**YOUR OBJECTIVE:** Working through the lines below, return each one that holds "cart".

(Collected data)

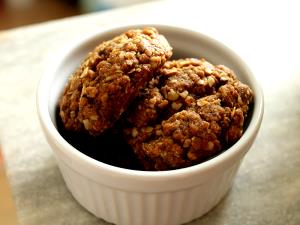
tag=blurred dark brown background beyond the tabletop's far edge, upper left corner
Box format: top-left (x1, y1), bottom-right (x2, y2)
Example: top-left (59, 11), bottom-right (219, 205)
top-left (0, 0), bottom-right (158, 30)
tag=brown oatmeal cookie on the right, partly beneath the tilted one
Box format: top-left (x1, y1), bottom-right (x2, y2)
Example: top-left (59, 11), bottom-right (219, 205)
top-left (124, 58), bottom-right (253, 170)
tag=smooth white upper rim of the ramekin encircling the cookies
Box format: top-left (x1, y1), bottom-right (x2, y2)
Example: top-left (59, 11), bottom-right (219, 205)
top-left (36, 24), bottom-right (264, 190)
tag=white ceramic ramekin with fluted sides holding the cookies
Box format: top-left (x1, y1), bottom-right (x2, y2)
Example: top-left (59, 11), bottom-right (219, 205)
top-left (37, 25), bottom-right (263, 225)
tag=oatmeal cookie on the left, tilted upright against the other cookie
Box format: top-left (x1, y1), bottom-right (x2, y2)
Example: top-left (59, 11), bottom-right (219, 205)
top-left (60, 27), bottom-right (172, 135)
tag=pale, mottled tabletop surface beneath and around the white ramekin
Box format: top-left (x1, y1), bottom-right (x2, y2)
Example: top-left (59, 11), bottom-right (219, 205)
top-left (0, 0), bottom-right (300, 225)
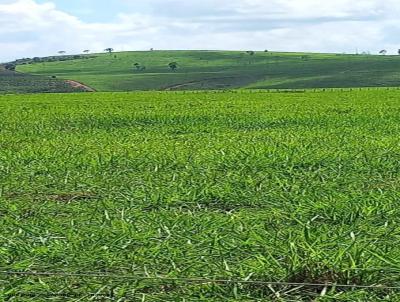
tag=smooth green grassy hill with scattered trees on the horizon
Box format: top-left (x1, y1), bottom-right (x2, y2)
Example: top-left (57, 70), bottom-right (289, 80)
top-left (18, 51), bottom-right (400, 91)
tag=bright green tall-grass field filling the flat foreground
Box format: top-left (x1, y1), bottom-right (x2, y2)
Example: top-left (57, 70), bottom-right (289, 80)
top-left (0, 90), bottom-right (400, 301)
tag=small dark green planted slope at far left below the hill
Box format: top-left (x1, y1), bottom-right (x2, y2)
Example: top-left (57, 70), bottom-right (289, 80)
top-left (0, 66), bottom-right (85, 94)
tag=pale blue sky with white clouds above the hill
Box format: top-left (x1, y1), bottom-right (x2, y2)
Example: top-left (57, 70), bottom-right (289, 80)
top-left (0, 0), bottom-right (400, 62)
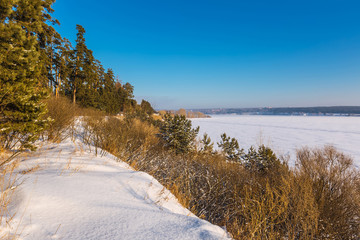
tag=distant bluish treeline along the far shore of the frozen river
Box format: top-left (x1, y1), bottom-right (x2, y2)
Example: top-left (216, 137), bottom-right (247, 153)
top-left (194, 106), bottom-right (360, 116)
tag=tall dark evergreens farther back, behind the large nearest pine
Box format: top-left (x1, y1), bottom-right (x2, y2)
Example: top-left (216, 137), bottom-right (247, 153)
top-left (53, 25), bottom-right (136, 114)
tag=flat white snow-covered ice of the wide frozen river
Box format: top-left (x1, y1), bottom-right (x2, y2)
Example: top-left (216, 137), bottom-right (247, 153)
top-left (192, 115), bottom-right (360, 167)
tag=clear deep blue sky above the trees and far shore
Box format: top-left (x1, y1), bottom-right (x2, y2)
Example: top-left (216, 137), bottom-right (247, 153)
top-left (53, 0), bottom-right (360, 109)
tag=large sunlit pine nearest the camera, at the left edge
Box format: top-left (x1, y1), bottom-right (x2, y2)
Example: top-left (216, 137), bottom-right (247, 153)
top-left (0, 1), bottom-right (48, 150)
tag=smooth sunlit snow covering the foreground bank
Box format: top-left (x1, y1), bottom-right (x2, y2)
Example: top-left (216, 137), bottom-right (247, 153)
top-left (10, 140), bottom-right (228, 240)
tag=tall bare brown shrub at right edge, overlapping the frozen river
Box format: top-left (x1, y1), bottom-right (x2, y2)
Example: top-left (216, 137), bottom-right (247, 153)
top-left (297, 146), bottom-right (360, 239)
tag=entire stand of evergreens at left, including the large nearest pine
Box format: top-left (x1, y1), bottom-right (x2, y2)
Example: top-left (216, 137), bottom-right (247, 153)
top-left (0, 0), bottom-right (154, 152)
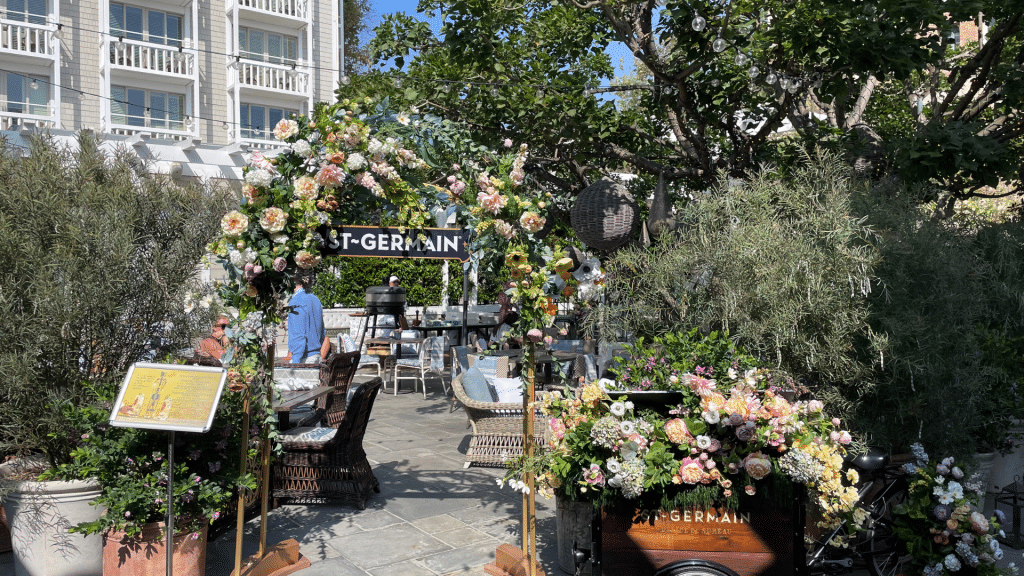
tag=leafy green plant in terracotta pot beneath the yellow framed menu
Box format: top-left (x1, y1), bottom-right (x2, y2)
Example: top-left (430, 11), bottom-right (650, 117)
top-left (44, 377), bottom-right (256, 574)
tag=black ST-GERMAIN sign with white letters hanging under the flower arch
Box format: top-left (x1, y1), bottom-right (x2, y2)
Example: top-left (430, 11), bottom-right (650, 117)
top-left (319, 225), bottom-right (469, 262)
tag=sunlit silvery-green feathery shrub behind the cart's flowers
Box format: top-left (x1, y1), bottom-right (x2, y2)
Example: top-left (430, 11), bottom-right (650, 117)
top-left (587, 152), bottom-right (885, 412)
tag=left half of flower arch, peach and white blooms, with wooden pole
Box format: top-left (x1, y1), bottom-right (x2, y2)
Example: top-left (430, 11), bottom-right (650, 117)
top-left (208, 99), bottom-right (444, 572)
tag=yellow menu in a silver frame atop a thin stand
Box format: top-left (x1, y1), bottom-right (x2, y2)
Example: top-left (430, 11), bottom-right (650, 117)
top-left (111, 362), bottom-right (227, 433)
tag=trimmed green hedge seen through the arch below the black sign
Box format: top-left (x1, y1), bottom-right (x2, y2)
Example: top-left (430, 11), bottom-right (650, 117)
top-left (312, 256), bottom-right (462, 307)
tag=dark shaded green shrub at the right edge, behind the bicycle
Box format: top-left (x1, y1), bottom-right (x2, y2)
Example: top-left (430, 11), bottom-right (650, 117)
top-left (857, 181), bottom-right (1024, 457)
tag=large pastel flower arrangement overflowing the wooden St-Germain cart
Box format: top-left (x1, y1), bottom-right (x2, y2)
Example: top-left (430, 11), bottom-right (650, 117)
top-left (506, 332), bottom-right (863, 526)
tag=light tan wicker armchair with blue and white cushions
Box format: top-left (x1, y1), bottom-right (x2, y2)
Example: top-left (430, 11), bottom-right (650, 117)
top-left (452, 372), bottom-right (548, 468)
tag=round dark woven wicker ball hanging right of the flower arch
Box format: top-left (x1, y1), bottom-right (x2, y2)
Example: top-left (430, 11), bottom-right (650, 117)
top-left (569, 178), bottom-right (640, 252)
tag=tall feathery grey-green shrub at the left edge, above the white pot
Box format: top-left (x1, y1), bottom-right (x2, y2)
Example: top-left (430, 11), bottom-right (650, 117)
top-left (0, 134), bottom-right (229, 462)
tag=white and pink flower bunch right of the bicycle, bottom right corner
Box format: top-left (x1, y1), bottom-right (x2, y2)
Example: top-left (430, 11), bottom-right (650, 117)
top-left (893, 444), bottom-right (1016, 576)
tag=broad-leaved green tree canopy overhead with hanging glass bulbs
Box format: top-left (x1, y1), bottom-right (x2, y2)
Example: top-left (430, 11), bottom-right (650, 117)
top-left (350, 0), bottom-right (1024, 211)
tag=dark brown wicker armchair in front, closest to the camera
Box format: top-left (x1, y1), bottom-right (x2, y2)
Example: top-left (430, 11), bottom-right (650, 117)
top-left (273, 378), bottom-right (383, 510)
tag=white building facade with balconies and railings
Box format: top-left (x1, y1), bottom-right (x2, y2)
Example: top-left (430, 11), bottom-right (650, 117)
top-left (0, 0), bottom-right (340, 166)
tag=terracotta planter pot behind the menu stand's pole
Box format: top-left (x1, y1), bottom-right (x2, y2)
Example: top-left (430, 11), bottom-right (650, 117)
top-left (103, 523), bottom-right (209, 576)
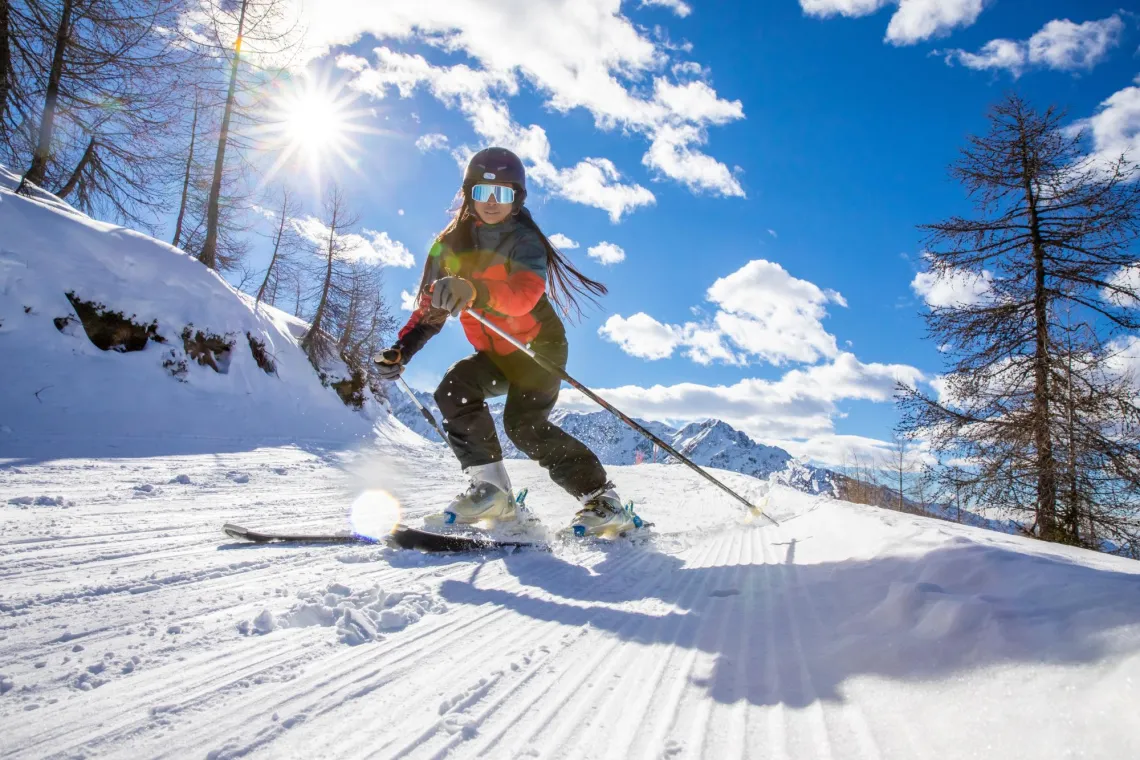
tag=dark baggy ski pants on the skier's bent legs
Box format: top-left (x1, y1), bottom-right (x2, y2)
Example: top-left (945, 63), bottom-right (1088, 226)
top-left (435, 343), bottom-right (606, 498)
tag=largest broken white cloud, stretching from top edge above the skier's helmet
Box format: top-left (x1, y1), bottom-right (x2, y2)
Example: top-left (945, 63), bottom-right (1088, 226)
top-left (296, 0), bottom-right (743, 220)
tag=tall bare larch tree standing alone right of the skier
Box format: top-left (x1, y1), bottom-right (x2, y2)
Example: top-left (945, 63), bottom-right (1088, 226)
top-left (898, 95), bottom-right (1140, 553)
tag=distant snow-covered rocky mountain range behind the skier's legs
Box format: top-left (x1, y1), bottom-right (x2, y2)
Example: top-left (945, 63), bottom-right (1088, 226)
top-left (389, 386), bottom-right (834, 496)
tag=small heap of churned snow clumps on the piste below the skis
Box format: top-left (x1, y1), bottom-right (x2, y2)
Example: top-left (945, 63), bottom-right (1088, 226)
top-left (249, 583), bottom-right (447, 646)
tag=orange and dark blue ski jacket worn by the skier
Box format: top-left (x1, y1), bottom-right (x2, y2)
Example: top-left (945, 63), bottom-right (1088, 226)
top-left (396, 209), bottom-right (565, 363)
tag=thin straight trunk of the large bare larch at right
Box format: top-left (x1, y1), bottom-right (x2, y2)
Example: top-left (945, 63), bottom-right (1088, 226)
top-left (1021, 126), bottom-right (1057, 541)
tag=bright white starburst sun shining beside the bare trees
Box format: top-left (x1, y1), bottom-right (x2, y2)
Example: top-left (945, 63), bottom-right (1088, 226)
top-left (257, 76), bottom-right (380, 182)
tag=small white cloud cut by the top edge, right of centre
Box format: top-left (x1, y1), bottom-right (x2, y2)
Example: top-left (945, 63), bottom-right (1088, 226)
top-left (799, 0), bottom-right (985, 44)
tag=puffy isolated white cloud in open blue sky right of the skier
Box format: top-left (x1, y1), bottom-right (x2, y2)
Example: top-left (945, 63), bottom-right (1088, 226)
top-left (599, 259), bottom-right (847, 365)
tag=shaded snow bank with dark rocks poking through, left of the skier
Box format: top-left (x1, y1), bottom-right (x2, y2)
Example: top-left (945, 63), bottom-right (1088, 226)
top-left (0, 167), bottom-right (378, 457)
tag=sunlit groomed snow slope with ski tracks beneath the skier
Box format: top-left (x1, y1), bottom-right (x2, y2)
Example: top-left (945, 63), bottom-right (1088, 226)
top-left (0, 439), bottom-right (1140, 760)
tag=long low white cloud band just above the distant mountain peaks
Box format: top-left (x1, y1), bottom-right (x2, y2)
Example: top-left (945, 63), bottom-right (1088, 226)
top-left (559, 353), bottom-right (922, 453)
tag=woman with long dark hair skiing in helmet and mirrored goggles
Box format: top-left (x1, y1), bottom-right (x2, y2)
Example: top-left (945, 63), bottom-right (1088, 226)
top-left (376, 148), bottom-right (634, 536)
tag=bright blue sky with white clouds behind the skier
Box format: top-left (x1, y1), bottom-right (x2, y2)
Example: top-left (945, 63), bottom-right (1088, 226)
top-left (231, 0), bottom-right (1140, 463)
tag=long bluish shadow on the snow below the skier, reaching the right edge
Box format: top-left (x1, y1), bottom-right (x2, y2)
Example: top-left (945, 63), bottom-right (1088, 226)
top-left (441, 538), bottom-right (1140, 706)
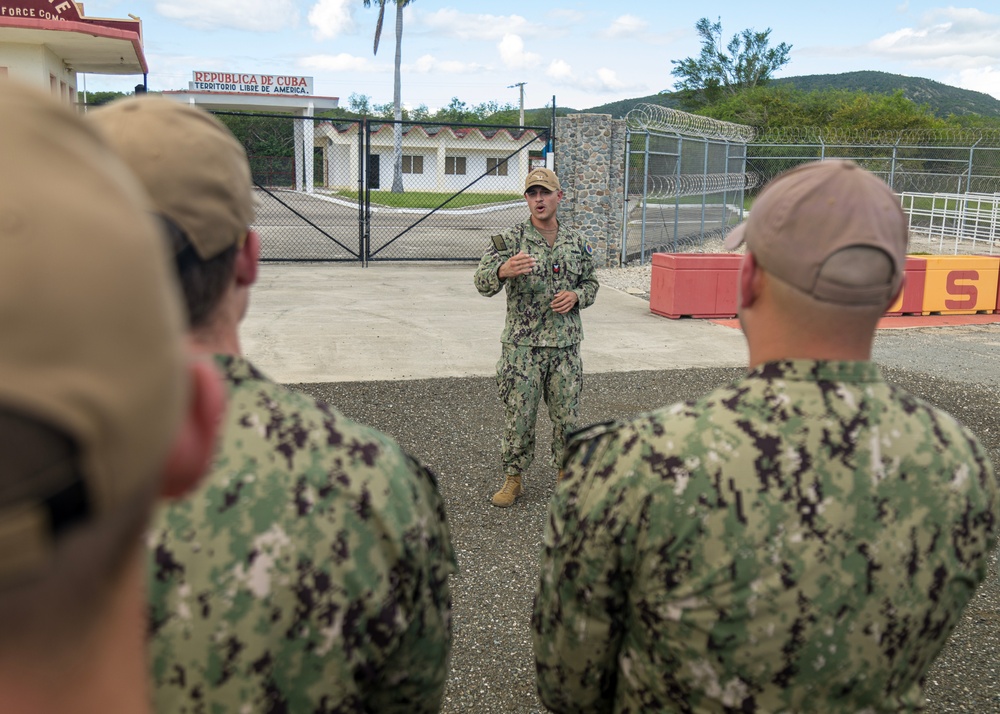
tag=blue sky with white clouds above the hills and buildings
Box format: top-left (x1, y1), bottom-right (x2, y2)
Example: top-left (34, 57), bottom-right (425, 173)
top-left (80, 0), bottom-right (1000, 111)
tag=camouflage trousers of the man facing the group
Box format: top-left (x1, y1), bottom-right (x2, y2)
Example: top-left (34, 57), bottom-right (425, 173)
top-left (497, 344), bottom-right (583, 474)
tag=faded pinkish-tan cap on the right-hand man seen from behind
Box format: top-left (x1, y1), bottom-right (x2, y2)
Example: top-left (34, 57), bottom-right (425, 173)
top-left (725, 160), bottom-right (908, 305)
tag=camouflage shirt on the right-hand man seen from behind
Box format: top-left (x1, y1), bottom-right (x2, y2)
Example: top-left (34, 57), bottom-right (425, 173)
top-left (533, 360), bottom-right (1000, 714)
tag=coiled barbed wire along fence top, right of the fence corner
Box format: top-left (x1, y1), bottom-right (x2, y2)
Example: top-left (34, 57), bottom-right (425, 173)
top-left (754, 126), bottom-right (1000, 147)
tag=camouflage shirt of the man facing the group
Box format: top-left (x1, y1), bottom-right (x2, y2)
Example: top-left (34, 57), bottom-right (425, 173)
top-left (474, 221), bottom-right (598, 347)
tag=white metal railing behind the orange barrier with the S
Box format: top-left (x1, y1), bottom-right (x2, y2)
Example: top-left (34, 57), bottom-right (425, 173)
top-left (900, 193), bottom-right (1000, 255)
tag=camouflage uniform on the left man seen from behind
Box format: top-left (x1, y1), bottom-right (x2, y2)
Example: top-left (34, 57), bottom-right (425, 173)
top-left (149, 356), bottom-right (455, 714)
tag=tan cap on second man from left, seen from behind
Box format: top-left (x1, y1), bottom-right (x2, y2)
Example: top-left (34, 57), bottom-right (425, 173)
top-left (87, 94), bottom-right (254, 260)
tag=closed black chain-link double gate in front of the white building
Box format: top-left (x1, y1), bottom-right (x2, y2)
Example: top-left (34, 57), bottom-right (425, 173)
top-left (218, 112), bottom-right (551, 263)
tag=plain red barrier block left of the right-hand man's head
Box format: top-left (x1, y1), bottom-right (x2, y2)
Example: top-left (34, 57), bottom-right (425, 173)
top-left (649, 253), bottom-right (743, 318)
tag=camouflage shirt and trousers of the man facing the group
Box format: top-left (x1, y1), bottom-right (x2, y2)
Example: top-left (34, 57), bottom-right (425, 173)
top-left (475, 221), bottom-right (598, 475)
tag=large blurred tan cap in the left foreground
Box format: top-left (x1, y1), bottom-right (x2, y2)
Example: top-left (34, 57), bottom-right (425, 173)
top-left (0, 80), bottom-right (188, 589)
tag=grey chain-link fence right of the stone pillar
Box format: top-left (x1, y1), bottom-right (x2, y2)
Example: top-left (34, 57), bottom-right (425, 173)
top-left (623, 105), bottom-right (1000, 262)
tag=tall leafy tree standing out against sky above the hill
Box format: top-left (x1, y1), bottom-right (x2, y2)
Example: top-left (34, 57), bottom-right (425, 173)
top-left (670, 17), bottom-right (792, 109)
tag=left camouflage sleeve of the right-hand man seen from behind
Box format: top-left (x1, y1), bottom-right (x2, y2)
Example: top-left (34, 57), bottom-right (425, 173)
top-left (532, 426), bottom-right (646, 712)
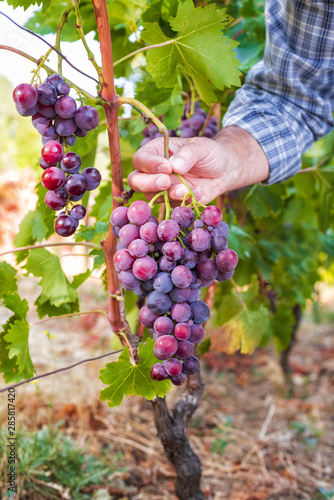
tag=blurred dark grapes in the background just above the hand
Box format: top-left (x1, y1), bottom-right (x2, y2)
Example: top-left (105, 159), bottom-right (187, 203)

**TASK SOLUTION:**
tag=sunlit silvery-green feathery shrub behind the cart's flowers
tag=large pastel flower arrangement overflowing the wooden St-Germain cart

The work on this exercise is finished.